◆ **MATERIALS PROVIDED**
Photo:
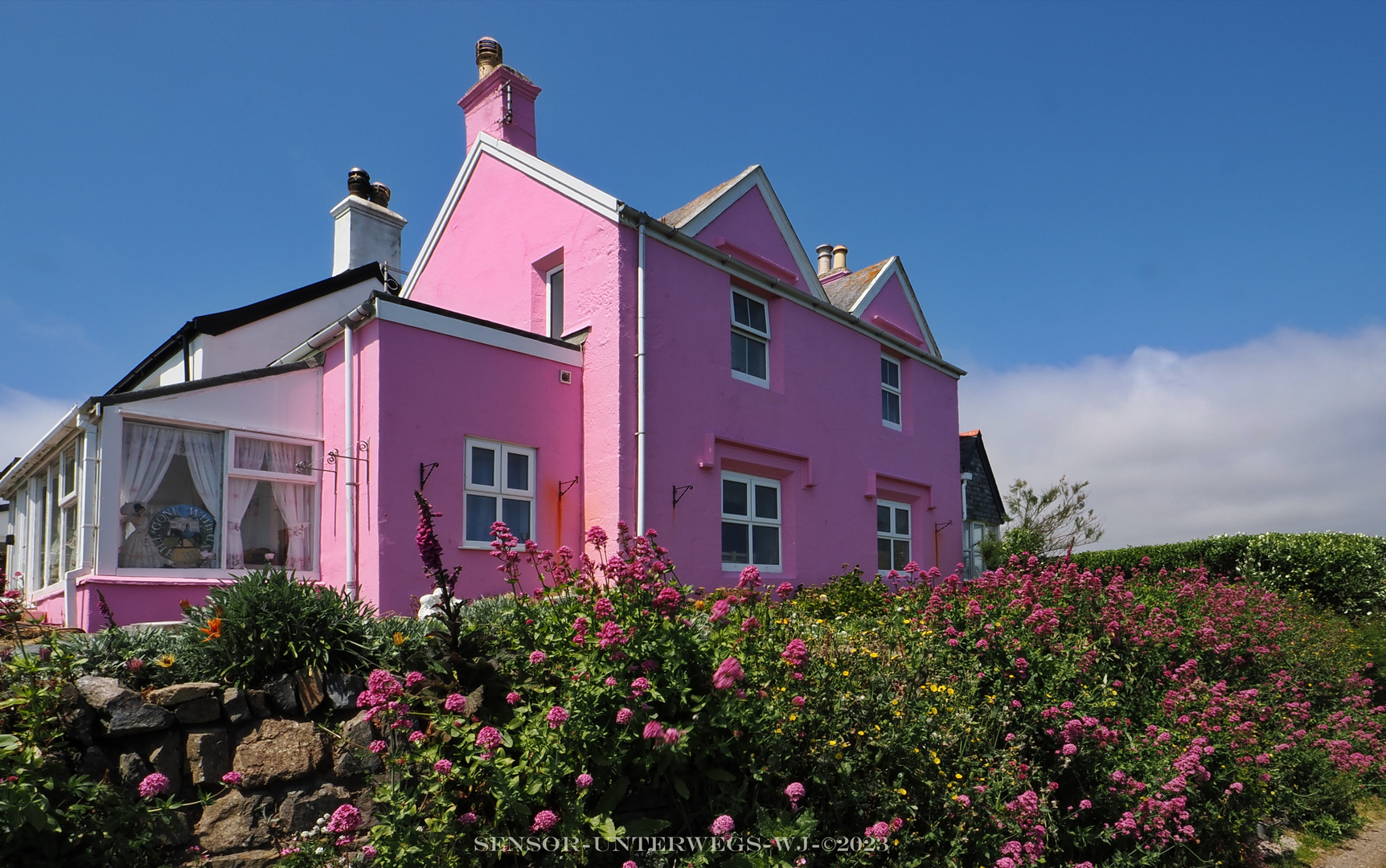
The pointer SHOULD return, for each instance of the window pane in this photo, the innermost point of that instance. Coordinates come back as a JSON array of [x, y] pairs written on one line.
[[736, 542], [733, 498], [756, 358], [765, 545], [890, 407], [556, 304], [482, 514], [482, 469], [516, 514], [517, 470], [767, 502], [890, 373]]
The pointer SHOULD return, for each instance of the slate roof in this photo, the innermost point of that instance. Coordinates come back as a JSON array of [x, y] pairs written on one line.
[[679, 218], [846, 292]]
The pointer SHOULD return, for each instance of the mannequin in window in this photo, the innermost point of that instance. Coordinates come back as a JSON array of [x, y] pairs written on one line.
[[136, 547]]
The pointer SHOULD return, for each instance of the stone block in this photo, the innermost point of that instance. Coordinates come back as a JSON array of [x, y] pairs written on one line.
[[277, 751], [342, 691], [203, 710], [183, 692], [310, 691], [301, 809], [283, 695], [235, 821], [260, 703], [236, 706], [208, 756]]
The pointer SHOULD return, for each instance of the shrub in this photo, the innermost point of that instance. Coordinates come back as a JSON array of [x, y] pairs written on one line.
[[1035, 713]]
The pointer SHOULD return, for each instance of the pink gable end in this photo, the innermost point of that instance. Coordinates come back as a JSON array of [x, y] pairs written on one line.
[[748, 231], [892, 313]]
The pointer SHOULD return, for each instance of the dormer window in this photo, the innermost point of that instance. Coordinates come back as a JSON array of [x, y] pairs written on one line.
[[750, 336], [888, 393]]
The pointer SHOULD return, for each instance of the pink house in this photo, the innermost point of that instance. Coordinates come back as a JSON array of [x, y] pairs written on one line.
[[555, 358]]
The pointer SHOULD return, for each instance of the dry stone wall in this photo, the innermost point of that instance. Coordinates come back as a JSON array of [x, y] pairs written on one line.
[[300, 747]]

◆ **WORK ORDER**
Copy the material above exactly and drop the pictures.

◆ **ANSWER TO THIS PROBLEM**
Photo:
The pointer SHOULD return, for each instance of the window pane in this photo, the innermost point of that instance. Coordinates come back as a JSON array of [x, y] pairs written on one line.
[[736, 542], [733, 498], [756, 358], [765, 545], [890, 407], [556, 304], [482, 514], [482, 469], [516, 514], [517, 470], [767, 502], [890, 373]]
The pointer SHOULD return, for each instance of the slate roof in this photo, the innermost point of that instance. Coordinates come back as a JSON array of [x, y] pairs written on one line.
[[679, 218], [846, 292]]
The pointer SHOULD return, for each instance of the mannequin in window in this photo, the innermost point of that instance. Coordinates come back as a JSON array of [x, y] pairs written on one line.
[[136, 547]]
The pointer SHOULD return, for each instance of the stone block in this photo, the innermost point of that instance. Coordinates come back as a JSON array of [x, y] pairs written on one line.
[[277, 751], [342, 691], [203, 710], [183, 692], [310, 691], [301, 809], [283, 695], [235, 821], [260, 703], [236, 706], [208, 756]]
The pointer SHOULD return, for each instance of the shrub in this photo, the innermost point of that instance. Coordinates come back as a JSON array of [x, y] pairs written on one line.
[[1035, 713]]
The pointer SHOULD return, for each instance of the pink gable end in this photo, the innermost point of that instance. Coordinates come back as a JSON array of [x, y] pairs written on one line.
[[748, 231], [892, 313]]
The pointer SHOULD return, for each instance of the dormer window in this photo, the innermost point of that instance. Coordinates come back as a JSON array of [x, y] pairs written on one line.
[[750, 336], [888, 393]]
The pointer SHOULD return, for each instance of the pink house in this photo, the innermost point of that instance. Coordinates come back as a JSON array of [x, y] pairs written on one line.
[[555, 358]]
The pointer SHOULD return, for each instance of the dry stone wall in this photo, the innermost point of that instance. Coordinates come back as a JSON array of [x, y] pairs written on one line.
[[300, 747]]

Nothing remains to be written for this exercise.